WRITTEN EXERCISE = Please rewrite the items below, requests included, starting at the first line and stopping after the line that contains "(1183, 650)". Shift every point by adding 69 to both of its coordinates.

DATA SUPPLIED =
+===+

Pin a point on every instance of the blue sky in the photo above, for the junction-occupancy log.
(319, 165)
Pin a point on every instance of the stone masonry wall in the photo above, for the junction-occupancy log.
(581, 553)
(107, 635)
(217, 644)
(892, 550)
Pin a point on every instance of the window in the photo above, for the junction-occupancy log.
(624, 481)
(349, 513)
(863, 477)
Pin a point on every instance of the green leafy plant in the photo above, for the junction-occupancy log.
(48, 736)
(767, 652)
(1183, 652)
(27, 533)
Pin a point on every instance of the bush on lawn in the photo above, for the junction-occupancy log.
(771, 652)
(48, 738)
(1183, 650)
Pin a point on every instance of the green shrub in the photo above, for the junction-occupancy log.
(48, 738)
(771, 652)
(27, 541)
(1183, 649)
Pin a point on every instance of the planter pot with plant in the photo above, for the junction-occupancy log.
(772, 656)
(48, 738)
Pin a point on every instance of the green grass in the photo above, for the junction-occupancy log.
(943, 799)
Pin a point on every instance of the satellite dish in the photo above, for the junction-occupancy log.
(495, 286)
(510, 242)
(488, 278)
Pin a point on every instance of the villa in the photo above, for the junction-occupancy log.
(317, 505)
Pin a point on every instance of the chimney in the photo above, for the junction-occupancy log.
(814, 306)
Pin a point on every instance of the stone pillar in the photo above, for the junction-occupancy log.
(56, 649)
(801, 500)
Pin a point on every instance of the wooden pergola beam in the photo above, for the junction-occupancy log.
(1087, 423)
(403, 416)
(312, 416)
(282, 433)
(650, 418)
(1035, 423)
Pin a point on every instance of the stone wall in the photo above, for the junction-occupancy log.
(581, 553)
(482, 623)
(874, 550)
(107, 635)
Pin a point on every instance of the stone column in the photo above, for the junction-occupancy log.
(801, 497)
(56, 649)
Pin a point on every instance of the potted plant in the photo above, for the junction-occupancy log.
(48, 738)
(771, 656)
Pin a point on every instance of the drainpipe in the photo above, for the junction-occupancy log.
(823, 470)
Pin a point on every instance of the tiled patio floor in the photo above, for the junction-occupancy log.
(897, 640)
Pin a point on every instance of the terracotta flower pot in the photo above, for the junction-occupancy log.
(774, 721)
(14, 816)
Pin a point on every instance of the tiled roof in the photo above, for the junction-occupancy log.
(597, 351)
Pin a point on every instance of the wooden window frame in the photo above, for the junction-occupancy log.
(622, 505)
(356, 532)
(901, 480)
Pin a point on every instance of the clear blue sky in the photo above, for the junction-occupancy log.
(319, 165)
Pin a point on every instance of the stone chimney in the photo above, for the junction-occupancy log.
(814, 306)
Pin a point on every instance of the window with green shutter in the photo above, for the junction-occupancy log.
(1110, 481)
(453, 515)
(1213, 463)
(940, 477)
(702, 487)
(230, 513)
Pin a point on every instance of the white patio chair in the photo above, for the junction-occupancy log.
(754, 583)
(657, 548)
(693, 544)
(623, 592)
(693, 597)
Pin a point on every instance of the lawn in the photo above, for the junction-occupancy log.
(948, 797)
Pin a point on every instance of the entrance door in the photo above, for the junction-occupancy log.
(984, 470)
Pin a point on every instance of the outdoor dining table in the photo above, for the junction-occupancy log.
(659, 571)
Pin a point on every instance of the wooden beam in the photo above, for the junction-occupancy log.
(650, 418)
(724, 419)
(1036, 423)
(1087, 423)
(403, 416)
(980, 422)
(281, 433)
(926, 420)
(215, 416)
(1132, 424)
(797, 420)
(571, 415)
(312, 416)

+===+

RESULT OF THE EXERCISE =
Pin a point on every instance of the blue sky in the photo above, for the junction-occupancy log.
(388, 234)
Pin a point on every instance of the stone masonry wall in the photo above, for the junction-occupancy log.
(650, 622)
(176, 704)
(286, 713)
(961, 619)
Pin a point on every instance of the window in the photo above, for the junction-occupancy log.
(693, 550)
(418, 582)
(932, 546)
Pin a point on every instance of the green leafy plant in the photo above, for the junction-occupancy log.
(117, 805)
(836, 721)
(1252, 721)
(96, 602)
Pin a point on every instance of the bush on lawn in the photo above, for the junction-occupancy log.
(840, 721)
(117, 807)
(1252, 719)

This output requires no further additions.